*PROBLEM TO SOLVE*: The answer must be a single number: how many lines of the records below contain "paraglider".

MATERIAL FOR THIS EXERCISE: Begin

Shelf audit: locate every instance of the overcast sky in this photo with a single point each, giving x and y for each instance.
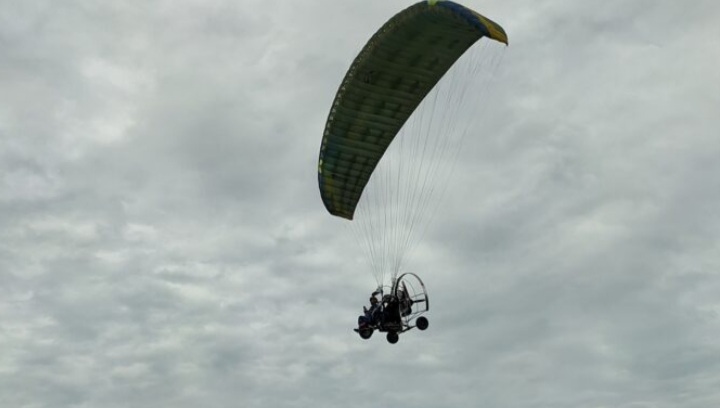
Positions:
(163, 242)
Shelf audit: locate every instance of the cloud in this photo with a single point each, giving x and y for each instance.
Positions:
(162, 240)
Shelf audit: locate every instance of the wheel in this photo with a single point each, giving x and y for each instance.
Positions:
(421, 323)
(365, 333)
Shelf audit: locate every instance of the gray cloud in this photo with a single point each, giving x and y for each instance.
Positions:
(162, 240)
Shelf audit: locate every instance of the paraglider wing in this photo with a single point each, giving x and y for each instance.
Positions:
(388, 79)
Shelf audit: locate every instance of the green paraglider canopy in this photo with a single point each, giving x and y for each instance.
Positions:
(386, 82)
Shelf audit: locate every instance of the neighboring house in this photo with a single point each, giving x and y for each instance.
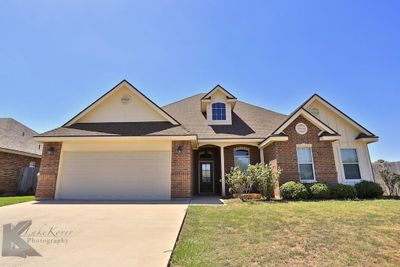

MATERIAL FOR THIS EXERCISE: End

*ANSWER SECTION*: 2